-- Start Input material --

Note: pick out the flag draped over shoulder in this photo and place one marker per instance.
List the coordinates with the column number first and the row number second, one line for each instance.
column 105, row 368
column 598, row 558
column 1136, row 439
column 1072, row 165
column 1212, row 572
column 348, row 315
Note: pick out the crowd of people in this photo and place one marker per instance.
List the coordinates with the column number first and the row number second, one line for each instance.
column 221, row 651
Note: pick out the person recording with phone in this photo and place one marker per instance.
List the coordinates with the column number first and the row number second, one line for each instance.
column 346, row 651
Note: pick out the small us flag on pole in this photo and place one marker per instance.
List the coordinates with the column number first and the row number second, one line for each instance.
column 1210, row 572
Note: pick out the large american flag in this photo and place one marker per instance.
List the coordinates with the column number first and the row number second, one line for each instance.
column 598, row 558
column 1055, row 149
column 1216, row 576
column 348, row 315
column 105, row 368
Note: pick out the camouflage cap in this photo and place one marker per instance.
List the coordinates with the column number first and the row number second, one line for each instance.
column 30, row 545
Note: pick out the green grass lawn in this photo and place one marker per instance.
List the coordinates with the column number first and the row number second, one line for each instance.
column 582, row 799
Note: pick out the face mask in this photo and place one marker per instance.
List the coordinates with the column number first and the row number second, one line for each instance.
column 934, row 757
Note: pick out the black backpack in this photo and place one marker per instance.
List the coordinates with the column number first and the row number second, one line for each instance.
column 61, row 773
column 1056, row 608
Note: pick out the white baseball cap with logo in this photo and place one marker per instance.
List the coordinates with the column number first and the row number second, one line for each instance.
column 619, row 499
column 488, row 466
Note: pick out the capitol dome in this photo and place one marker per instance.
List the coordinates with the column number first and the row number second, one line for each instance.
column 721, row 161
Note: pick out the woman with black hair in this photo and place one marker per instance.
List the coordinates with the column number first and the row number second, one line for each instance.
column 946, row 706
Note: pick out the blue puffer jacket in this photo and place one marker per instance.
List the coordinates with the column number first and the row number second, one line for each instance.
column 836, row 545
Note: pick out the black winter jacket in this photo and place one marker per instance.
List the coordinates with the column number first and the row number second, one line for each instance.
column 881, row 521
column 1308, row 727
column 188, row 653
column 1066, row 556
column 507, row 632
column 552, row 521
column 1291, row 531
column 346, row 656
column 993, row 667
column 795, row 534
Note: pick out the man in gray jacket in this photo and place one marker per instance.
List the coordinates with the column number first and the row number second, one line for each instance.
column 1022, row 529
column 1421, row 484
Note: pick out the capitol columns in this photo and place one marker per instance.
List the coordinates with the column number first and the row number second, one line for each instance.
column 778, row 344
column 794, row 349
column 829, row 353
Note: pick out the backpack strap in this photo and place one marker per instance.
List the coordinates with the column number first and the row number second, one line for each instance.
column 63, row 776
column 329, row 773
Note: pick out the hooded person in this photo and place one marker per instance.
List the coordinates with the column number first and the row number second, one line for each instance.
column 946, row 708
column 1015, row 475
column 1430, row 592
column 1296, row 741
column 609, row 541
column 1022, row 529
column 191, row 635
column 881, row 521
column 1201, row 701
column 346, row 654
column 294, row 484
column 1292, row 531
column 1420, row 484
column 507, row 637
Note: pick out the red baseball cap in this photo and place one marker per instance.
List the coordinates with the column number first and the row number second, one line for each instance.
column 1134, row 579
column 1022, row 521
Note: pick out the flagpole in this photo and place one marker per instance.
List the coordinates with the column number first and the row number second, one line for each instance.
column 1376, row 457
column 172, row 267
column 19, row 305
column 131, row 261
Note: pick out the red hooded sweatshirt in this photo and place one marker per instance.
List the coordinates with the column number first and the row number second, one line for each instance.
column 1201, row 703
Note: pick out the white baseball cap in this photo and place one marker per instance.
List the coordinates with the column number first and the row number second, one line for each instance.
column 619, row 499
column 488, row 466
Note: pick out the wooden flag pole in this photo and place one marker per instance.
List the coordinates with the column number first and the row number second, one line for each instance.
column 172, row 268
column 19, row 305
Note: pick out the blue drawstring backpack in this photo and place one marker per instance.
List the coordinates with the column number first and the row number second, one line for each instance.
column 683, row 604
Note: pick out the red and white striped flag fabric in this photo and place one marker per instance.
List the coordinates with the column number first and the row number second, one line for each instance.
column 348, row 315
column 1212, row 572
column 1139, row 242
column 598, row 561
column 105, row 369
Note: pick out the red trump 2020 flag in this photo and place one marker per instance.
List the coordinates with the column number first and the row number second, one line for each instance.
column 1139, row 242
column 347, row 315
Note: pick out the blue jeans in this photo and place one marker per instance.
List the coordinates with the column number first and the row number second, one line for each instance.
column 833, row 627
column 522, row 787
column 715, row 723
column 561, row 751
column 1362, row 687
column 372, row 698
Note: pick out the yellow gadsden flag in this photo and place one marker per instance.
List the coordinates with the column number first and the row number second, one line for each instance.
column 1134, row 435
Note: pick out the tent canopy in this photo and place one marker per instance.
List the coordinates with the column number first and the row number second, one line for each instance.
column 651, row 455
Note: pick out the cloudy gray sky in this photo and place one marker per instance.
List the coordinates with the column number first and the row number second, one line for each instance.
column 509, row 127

-- End Input material --

Your goal
Copy the entries above word for word, without changing anything.

Solved exercise
Note: pick out the flag draped over shoulder in this photo and place one marker per instance.
List the coordinates with the column number first and the row number second, one line for each instance.
column 105, row 368
column 598, row 558
column 1136, row 439
column 1072, row 165
column 1212, row 572
column 348, row 315
Note: pick out the crowd of people in this photo and place one marker per instance.
List the coordinates with the column number first and the row number second, one line for each instance.
column 221, row 651
Note: pick out the person recording with phone in this photo and place one marker per instance.
List the coordinates with the column number first and the row number second, one line for each instance.
column 346, row 651
Note: pick out the small us flag on pole in this photo and place one marker per instance.
List the coordinates with the column number first and the row number second, one line for each instance.
column 1210, row 572
Note: pick out the large american flag in this photo and place one marker per instance.
List the coordinates with the column number first and the row number second, one line for each instance.
column 598, row 558
column 1055, row 149
column 1216, row 576
column 348, row 315
column 105, row 368
Note: pick out the camouflage cap in this photo and place one marker per instance.
List the coordinates with the column number first and the row number second, one line for each instance.
column 30, row 545
Note: pick out the green grass lawn in this photo and place one marker per instance.
List the coordinates with the column number first and the row number second, one line for each instance.
column 582, row 799
Note: pick out the face mask in this photo and place one marker per instance.
List the coordinates with the column number first and the row number second, one line for each instance.
column 934, row 757
Note: pick out the black backpack in this photo and place one marker per instance.
List the coordinates with the column number first and the row number second, one line for each instance.
column 61, row 773
column 1056, row 608
Note: pick out the white baseball cap with logo in this photo and place one marker per instance.
List the coordinates with the column number first and the row number second, one line for each instance.
column 619, row 499
column 488, row 466
Note: pick out the capitol dome in this photo and place one marker per instance.
List the coordinates with the column number first and the row number second, one line for each instance.
column 721, row 161
Note: pick out the woman with black hair in this photo and place one marker per instance.
List the coordinates with the column number first and the row number second, one line for each instance.
column 946, row 706
Note: pick out the blue puffer jacket in this photo and place one marker per instance.
List the coordinates with the column number first and the row number second, one line for each instance.
column 836, row 545
Note: pick out the black winter jacket in this photo and place one marker per instance.
List the coordinates with the column number first and the row number second, one line for each instance.
column 881, row 521
column 1308, row 727
column 188, row 653
column 1066, row 556
column 507, row 632
column 552, row 521
column 1291, row 531
column 346, row 656
column 993, row 667
column 795, row 534
Note: pick out the man in gray jacket in this photo and place one marker per instance.
List the coordinates with the column number first and the row number second, one line for each instance.
column 1022, row 529
column 1421, row 484
Note: pick out the capitol columns in this photo and place one marker per instance.
List the coordinates with the column number first and the row number second, one line for each instance.
column 778, row 344
column 794, row 349
column 829, row 353
Note: pick out the backpack strap in this photo and place one marker per instance.
List the coordinates with the column number first and the row number second, one line for each instance.
column 63, row 776
column 329, row 773
Note: pick out the hooded person in this photo and place one marker per instance.
List the coordinates with the column number first and the row number second, one line for each instance.
column 946, row 708
column 1015, row 475
column 1430, row 592
column 1296, row 741
column 609, row 541
column 1022, row 529
column 191, row 635
column 881, row 521
column 1201, row 701
column 346, row 654
column 294, row 484
column 1292, row 531
column 1420, row 484
column 507, row 637
Note: pick out the red baseball cap in this photo and place one marker per instance.
List the coordinates with the column number first and the row number second, one line for each instance.
column 1134, row 579
column 1022, row 521
Note: pick out the flagpole in this photo and place one marker per instance.
List the coordinates with the column number first and the row number second, one line for each instance.
column 1376, row 457
column 172, row 267
column 19, row 305
column 131, row 261
Note: pick out the red hooded sweatshirt in this photo and place one marker per instance.
List the coordinates with the column number first and the row number second, one line for each instance.
column 1201, row 703
Note: pick out the white baseball cap in this photo and place one marker per instance.
List the coordinates with the column number first and the row number second, one line for each instance.
column 619, row 499
column 488, row 466
Note: pick out the wooden flag pole in this photo and place one marker per instance.
List the coordinates with the column number first and the row number second, one line for each instance.
column 172, row 268
column 19, row 305
Note: pick out the blue drawstring backpack in this photo and place one marker per instance.
List the coordinates with the column number first and the row number second, one line for each instance.
column 683, row 604
Note: pick out the red and white striped flag fabric in this photo and place one marker per instance.
List the coordinates with the column number first and the row number second, one line for each instance.
column 348, row 315
column 1212, row 572
column 1139, row 242
column 598, row 561
column 105, row 369
Note: pick out the red trump 2020 flag in this photo and place one marker per instance.
List the coordinates with the column number first and the row number second, one line for each instance.
column 1139, row 242
column 347, row 315
Note: pick out the blue jeans in this photo and place one marker per instance.
List the coordinates with the column number first and the row number second, one line for each instance.
column 833, row 627
column 522, row 787
column 715, row 723
column 561, row 751
column 1362, row 687
column 372, row 698
Note: pick out the yellow gadsden flag in this photo and place one marker per instance.
List the coordinates with the column number first and the row number second, one line for each instance.
column 1134, row 435
Note: pick out the tent canopy in this photo and place one marker per instance.
List the coordinates with the column number first and the row number second, one line for each instance.
column 651, row 455
Note: pick out the cloudy gray sky in this photo and place one marker per instance.
List the coordinates with the column number first and the row number second, one line for each instance.
column 509, row 127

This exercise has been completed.